## Supplied text
= = = =

Moderators: gmalivuk, Moderators General, Prelates

lesto
Posts: 8
Joined: Thu May 05, 2011 9:06 pm UTC

### stationary hovering

imagine a flying object, like a square, hovering at 10 cm from the ground.
At it's corner there are 4 turbine, in a perfectly physic world his engine should just provide trust equal to his weight to maintain the object "flat" and stationary.
Now, incline this object, like 4° on one corner.
If we want to return to the object "flat", just multiply at the force of the motor 1 + the cosine of the relative angle, this will maintain the hovering height and the object will return "flat", but not stationary: it will still translate.
To make it stationary i have to incline the object in the opposite corner, but how much to return perfectly on the origin?

pro tip: the object need some reaction time, but any-time you know its angulation, angular velocity and angular acceleration for every axis

Soralin
Posts: 1347
Joined: Wed May 07, 2008 12:06 am UTC

### Re: stationary hovering

So, something like this then?

Although that's may be a bit more advanced than what you're describing.

lesto
Posts: 8
Joined: Thu May 05, 2011 9:06 pm UTC

### Re: stationary hovering

yes, that's the idea, but not so advanced...

I've done a 3d testbed using jbullet, using a basic pid work, but i want understand if i can find out the physic formula, for hovering and maybe for "brake"

Charlie!
Posts: 2035
Joined: Sat Jan 12, 2008 8:20 pm UTC

### Re: stationary hovering

lesto wrote:I've done a 3d testbed using jbullet, using a basic pid work, but i want understand if i can find out the physic formula, for hovering and maybe for "brake"

= = = =

## Given information
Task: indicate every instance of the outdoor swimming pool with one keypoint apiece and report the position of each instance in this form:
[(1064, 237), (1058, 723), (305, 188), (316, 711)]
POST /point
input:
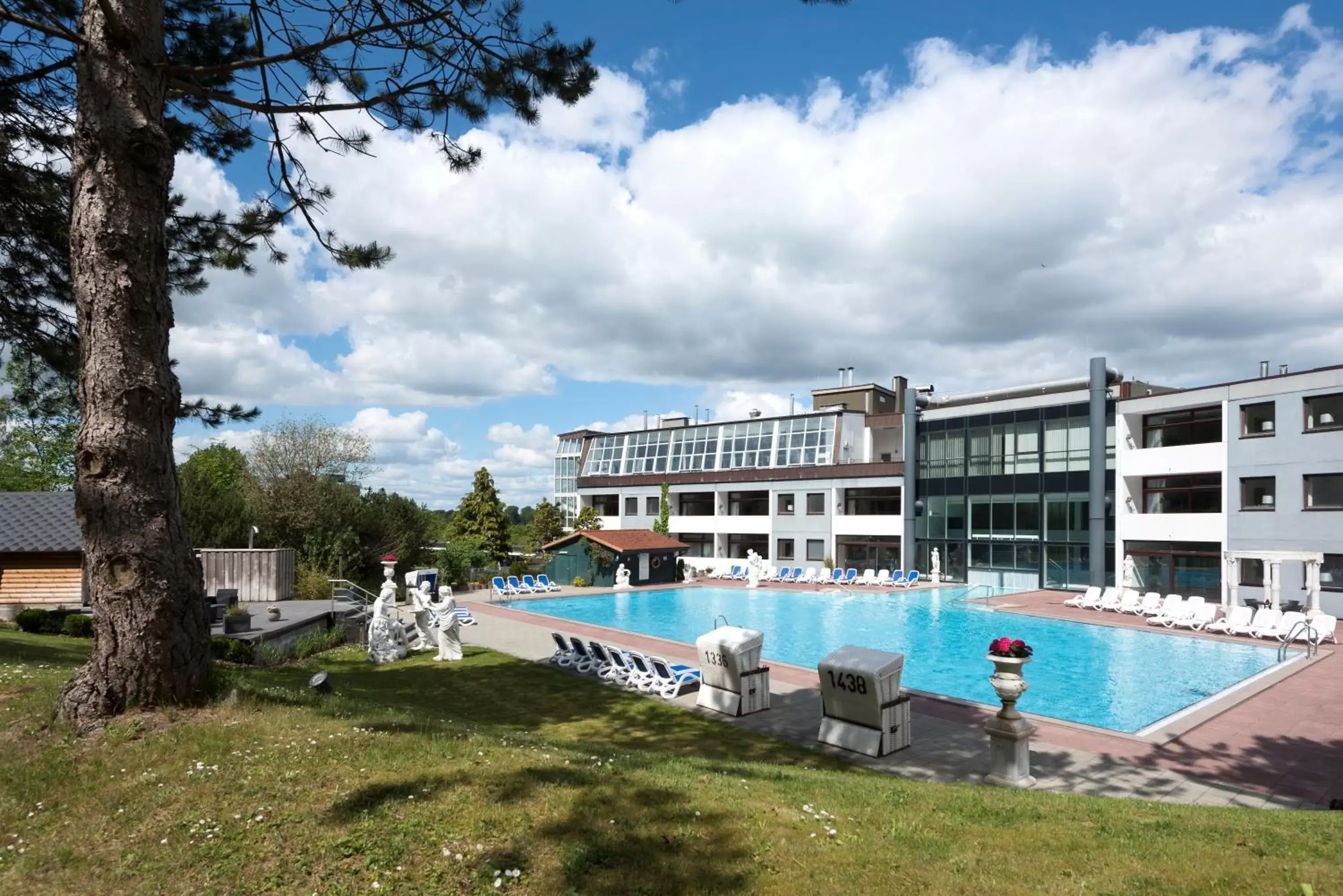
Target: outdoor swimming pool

= = = =

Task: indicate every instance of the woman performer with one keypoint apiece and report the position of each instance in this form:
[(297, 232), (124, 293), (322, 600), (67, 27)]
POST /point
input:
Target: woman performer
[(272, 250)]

= = = =

## Problem A
In the stationary hovering thread, what tool did lesto use to build a 3D testbed?
## Problem B
Extend the stationary hovering thread from its final line.
The records have no connection to the hovering forum thread.

## Task result A
jbullet, with basic PID control.

## Task result B
To rotate you can just "move" force from some rotors to others. Think of it like hovering being the "zero point," and then you just applying a torque relative to zero. Accounting for drag effects may make things more complicated, though. Figuring out how much you'll need to brake can be done with the fact that force * time = change in momentum. That is, if you know the angular momentum of your object and you know the time you want to brake it in, you can calculate the amount of angular force (torque) needed to make it happen.

Of course, for propellers the force can vary with the speed and nearness to obstacles, so that does get a bit complicated. You'd need to actually use the differential form of the equation if you wanted to solve the interesting bits.
Some people tell me I laugh too much. To them I say, "ha ha ha!"

jmorgan3
Posts: 710
Joined: Sat Jan 26, 2008 12:22 am UTC

### Re: stationary hovering

lesto wrote:how much to return perfectly on the origin?

I see no feasible way to do this without absolute position feedback.

As for the rest of the question, how advanced is your background in dynamics and in controls? If you have taken a class or two, you should be able to make a model of 1-D lateral motion good enough for preliminary controller design by assuming that the thrust at each rotor is proportional to voltage and ignoring drag.
This signature is Y2K compliant.
Last updated 6/29/108

gorcee
Posts: 1501
Joined: Sun Jul 13, 2008 3:14 am UTC

### Re: stationary hovering

jmorgan3 wrote:
lesto wrote:how much to return perfectly on the origin?

I see no feasible way to do this without absolute position feedback.

Adaptive state estimation. Even a Kalman filter should suffice.

jmorgan3
Posts: 710
Joined: Sat Jan 26, 2008 12:22 am UTC

### Re: stationary hovering

gorcee wrote:
jmorgan3 wrote:
lesto wrote:how much to return perfectly on the origin?
I see no feasible way to do this without absolute position feedback.
Adaptive state estimation. Even a Kalman filter should suffice

With only the angular parameters? Wouldn't you need a very good linear accelerometer or a very good model for the system?
This signature is Y2K compliant.
Last updated 6/29/108

gorcee
Posts: 1501
Joined: Sun Jul 13, 2008 3:14 am UTC

### Re: stationary hovering

jmorgan3 wrote:
gorcee wrote:
jmorgan3 wrote:
lesto wrote:how much to return perfectly on the origin?
I see no feasible way to do this without absolute position feedback.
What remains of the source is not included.